## TO DO
1. Quote the passage on Phnom Kulen word for word, starting with "Exploring Phnom Kulen" and going on through "flock in droves.".
2. Answer these from the passage on Phnom Kulen:
(a) In what year was Phnom Kulen officially "rediscovered"?
(b) What do the subsistence farmers in the villages on Phnom Kulen tend?
(c) What reclines at the temple of Preah Ang Thom?
(PASSAGE)
Phnom Kulen was officially ‘rediscovered’ in 2012. Archaeologists had long surmised that Mahendraparvata might lie buried on this particular mountain, and an aerial survey, using hi-tech laser technology, provided confirmation – and showed it to be far more extensive than previously believed. But while the notion of a ‘lost city re-found’ is romantic, it’s not quite true. Cambodians and their ancestors have been living in this area for thousands of years; a handful of villages remain scattered across Phnom Kulen, where subsistence farmers tend their beans and rice paddies, living in stilted wooden huts. Even if most of the world weren’t aware, they have never forgotten the significance of this sacred summit.

Exploring Phnom Kulen today takes determination. Most travellers have neither time nor inclination to leave the majestic ruins of Angkor in order to spend a few days bouncing over clay-sticky, pot-holed backroads, clambering and bushwhacking through grow-back-as-quick-as-you-scythe-it jungle, getting thorn-snagged and bug-bitten to see far less immediately impressive ruins. Most who do venture this way get only as far as the River of A Thousand Lingas, where the phallic symbols of Shiva have been carved into a riverbed, and to the temple of Preah Ang Thom, where a gilded Buddha reclines and pilgrims flock in droves.
(End PASSAGE)
(DATASET EXCERPTS)
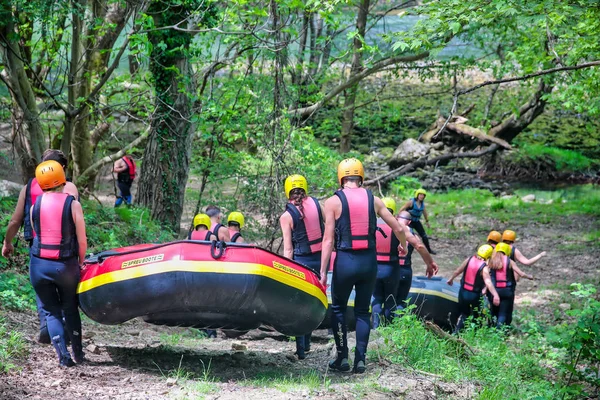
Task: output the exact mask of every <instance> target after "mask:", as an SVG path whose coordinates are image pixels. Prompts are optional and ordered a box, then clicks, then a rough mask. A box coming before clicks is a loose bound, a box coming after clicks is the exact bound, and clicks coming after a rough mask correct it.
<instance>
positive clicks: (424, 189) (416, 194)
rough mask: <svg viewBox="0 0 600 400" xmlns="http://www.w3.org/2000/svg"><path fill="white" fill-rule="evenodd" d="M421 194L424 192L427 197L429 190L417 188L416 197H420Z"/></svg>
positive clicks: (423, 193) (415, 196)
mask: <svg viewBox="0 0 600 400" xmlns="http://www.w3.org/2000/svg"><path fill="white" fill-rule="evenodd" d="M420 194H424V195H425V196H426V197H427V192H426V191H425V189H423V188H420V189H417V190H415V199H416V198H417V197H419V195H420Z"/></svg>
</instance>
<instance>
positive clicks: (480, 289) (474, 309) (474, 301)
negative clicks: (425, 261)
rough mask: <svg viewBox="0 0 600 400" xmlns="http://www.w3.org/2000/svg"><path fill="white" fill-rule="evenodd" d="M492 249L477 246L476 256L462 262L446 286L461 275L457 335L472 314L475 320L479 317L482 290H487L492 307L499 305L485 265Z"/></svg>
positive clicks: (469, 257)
(End DATASET EXCERPTS)
## ANSWERS TO THE EXERCISES
1.
Exploring Phnom Kulen today takes determination. Most travellers have neither time nor inclination to leave the majestic ruins of Angkor in order to spend a few days bouncing over clay-sticky, pot-holed backroads, clambering and bushwhacking through grow-back-as-quick-as-you-scythe-it jungle, getting thorn-snagged and bug-bitten to see far less immediately impressive ruins. Most who do venture this way get only as far as the River of A Thousand Lingas, where the phallic symbols of Shiva have been carved into a riverbed, and to the temple of Preah Ang Thom, where a gilded Buddha reclines and pilgrims flock in droves.

2.
(a) 2012
(b) Their beans and rice paddies
(c) A gilded Buddha